**TEXT PROVIDED**
From the above figures we can see that holidays do not have a positive impact on the business. For most of the stores, weekly unit sales on the holidays is as same as the normal days, while store 10 also face a decrease in sales during the holidays.
Weekly units sold for product 1 had a slightly increase during the holidays, while product 2 and product 3 had a decrease during the holidays.
g = sns.FacetGrid(df, col="Product", row="Is_Holiday", margin_titles=True, height=3)
g.map(plt.scatter, "Price", "Weekly_Units_Sold", color="#338844", edgecolor="white", s=50, lw=1)
g.set(xlim=(0, 30), ylim=(0, 2600));
Code language: Python (python)

Every product has more than one price, both in holidays and normal days. One price is regular price, and another is a promotional price. However, the price gap for product 3 is huge, it was slashed to almost 50% off during promotions.
Product 3 made the most sales during normal days.
g = sns.FacetGrid(df, col="Store", hue="Product", margin_titles=True, col_wrap=3)
g.map(plt.scatter, 'Price', 'Weekly_Units_Sold', alpha=.7)
g.add_legend()
Code language: Python (python)

All the stores have the similar price promotion pattern, for some reason, Store 10 sells the most during the promotions. All the products have the regular price and promotion price. Product 3 has the highest discount and sells the most during the promotions.
df.groupby(['Product', 'promotion'])['Price', 'Weekly_Units_Sold'].mean()
Code language: Python (python)

Now, let’s create a heatmap for concluding our all observations:
corr_all = df.corr()
# Generate a mask for the upper triangle
mask = np.zeros_like(corr_all, dtype = np.bool)
mask[np.triu_indices_from(mask)] = True
# Set up the matplotlib figure
f, ax = plt.subplots(figsize = (11, 9))
# Draw the heatmap with the mask and correct aspect ratio
sns.heatmap(corr_all, mask = mask,
square = True, linewidths = .5, ax = ax, cmap = "BuPu")
plt.show();
Code language: Python (python)

We have a strong positive correlation between price and Base price, weekly units sold and weekly sales, base price and product, price and product. We can also observe a positive correlation between month and week of the year.

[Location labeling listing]

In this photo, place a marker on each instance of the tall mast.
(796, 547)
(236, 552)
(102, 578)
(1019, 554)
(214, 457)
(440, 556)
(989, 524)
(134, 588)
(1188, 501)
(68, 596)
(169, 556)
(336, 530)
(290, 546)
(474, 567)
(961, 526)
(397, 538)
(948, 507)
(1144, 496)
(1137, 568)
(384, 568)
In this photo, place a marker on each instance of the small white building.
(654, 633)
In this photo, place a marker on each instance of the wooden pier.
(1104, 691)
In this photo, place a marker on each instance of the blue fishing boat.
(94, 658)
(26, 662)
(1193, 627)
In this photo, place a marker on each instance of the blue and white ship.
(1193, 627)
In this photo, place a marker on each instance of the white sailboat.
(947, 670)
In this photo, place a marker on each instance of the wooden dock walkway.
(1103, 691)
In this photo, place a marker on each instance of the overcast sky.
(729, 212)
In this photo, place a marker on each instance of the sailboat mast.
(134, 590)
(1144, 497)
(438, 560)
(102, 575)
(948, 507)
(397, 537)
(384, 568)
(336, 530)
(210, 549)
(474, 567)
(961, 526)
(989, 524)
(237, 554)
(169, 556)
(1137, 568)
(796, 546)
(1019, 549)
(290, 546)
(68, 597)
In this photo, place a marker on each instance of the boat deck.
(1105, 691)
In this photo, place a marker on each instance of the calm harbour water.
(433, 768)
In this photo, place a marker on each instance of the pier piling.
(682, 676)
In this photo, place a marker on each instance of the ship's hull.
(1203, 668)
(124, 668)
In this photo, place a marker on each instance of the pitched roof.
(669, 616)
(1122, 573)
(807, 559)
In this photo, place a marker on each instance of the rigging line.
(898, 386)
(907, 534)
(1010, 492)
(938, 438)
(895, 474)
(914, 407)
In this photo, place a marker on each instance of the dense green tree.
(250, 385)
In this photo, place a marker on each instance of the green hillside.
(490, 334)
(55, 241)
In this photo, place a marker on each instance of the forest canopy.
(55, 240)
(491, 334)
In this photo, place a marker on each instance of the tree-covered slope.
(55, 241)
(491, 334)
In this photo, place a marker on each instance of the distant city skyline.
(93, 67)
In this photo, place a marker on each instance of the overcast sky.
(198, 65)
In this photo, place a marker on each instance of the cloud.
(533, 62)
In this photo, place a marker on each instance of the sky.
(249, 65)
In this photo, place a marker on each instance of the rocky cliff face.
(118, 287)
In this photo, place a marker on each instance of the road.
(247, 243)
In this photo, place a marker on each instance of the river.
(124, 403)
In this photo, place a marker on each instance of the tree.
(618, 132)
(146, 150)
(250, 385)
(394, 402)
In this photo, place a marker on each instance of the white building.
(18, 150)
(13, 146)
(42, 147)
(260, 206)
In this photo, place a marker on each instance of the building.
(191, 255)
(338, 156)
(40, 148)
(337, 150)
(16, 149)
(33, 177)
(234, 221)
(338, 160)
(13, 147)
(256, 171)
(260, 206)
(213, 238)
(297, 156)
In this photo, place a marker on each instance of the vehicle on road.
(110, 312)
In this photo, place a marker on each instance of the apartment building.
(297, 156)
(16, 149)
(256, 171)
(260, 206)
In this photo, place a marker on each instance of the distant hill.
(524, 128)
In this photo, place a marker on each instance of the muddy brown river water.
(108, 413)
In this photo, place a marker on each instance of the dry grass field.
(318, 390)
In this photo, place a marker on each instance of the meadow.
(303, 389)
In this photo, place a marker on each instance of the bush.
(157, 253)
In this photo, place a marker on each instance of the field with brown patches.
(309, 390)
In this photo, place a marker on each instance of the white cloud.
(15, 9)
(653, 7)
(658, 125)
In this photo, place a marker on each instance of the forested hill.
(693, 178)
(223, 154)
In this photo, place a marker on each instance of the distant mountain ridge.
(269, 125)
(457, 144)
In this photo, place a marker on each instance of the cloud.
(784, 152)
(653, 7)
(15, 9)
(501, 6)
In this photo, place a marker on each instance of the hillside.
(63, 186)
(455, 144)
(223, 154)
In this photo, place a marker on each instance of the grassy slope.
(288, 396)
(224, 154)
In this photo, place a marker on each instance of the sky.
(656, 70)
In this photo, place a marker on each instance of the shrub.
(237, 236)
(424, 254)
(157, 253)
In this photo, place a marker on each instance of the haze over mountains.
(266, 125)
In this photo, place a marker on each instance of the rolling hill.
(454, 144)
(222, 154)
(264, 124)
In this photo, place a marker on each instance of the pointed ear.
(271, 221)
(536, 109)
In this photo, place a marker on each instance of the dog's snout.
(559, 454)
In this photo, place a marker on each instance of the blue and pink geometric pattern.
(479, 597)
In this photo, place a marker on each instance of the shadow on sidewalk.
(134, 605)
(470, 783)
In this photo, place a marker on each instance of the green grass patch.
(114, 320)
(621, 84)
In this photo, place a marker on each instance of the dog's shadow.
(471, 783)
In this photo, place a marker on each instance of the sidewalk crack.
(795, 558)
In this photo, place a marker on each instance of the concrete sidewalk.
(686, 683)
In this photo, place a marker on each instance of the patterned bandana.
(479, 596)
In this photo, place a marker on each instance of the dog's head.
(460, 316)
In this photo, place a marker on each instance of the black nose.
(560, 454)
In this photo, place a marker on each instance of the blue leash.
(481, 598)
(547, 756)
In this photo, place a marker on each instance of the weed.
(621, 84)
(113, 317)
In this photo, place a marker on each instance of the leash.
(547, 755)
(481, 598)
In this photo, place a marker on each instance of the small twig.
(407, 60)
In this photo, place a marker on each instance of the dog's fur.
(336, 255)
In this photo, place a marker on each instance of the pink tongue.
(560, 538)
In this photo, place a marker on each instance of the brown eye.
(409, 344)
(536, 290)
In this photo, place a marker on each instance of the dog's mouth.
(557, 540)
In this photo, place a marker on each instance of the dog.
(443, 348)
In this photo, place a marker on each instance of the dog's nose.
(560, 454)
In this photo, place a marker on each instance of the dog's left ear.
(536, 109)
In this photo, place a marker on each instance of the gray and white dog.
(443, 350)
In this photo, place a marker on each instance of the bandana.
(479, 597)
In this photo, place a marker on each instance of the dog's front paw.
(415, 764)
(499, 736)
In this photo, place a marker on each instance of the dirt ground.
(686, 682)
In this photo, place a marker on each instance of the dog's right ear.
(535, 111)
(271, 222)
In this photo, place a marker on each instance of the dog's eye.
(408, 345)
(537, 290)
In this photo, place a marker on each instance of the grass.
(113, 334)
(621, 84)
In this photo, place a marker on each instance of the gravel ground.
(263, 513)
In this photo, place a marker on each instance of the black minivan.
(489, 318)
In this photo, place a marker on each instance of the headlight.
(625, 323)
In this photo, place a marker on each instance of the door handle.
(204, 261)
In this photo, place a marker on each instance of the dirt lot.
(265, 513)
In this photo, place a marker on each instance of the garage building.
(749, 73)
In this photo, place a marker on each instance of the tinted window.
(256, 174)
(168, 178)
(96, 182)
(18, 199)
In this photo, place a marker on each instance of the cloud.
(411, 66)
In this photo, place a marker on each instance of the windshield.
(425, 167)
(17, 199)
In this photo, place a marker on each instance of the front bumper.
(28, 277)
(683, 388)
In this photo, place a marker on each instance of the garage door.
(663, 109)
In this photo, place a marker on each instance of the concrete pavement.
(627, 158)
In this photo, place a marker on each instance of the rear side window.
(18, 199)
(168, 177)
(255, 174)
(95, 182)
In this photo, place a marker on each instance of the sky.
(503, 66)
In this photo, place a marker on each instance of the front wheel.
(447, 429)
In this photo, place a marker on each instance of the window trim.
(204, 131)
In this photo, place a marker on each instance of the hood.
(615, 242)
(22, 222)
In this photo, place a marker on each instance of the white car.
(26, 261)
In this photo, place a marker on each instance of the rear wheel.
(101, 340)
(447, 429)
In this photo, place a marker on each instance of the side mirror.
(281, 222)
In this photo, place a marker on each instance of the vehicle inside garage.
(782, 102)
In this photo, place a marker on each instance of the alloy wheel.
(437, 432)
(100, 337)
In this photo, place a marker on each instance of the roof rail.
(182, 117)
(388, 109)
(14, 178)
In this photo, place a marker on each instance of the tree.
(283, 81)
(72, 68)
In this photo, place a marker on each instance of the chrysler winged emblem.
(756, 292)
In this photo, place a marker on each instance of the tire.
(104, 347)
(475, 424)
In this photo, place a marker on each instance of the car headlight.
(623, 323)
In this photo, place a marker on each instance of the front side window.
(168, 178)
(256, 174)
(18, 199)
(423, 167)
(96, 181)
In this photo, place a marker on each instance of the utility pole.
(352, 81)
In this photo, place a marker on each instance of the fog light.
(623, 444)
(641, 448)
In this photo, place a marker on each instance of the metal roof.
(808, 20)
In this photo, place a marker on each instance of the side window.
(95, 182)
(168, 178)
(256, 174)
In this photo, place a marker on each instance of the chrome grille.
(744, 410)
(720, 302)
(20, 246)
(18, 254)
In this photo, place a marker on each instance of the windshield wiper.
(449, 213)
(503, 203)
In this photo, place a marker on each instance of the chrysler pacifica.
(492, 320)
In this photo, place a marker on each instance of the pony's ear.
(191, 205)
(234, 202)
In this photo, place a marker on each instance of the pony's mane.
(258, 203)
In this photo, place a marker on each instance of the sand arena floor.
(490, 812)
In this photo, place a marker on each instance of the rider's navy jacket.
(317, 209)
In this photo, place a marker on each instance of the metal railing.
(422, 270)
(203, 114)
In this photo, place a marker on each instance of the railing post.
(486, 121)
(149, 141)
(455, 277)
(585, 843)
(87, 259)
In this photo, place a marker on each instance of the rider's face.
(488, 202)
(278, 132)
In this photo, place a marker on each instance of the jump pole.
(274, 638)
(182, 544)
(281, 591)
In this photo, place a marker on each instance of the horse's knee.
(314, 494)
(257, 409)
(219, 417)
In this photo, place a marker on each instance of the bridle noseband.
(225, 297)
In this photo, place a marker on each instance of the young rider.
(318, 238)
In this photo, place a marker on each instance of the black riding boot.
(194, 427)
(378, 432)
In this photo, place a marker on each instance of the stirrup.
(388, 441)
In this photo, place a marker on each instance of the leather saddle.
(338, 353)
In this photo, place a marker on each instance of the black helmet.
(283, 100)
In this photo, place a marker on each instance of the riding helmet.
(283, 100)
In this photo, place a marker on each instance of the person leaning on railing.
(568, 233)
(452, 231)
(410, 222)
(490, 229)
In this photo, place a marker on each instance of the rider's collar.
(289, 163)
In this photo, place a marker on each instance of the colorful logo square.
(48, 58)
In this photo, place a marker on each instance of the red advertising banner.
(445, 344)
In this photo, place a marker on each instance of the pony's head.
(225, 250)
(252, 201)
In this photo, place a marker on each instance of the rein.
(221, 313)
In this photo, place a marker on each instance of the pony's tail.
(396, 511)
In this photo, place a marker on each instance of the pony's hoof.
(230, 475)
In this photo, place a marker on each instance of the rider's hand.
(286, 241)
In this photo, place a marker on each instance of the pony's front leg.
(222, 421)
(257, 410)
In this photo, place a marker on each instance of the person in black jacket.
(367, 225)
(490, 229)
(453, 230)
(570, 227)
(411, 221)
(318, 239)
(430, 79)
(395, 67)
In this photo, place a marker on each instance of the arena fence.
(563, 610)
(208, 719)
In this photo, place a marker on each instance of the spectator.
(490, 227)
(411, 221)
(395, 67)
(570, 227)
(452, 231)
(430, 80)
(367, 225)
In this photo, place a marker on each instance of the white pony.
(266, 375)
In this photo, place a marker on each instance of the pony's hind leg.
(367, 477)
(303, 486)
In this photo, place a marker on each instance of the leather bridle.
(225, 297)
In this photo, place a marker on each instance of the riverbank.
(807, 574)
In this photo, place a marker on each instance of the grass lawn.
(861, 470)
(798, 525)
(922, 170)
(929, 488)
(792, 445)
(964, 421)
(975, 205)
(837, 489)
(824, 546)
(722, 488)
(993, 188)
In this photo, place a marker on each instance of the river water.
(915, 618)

**STATED TASK A**
According to the sales analysis text, how deep was the price cut for product 3 during promotions?
**STATED TASK B**
Reproduce the listing verbatim, from the line containing "of the riverbank." through the last line of the listing, inclusive.

**SOLUTION A**
It was slashed to almost 50% off.

**SOLUTION B**
In this photo, place a marker on each instance of the riverbank.
(807, 574)
In this photo, place a marker on each instance of the grass lawn.
(861, 470)
(798, 525)
(922, 170)
(929, 488)
(792, 445)
(964, 421)
(975, 205)
(837, 489)
(824, 546)
(722, 488)
(993, 188)
In this photo, place a marker on each instance of the river water.
(915, 618)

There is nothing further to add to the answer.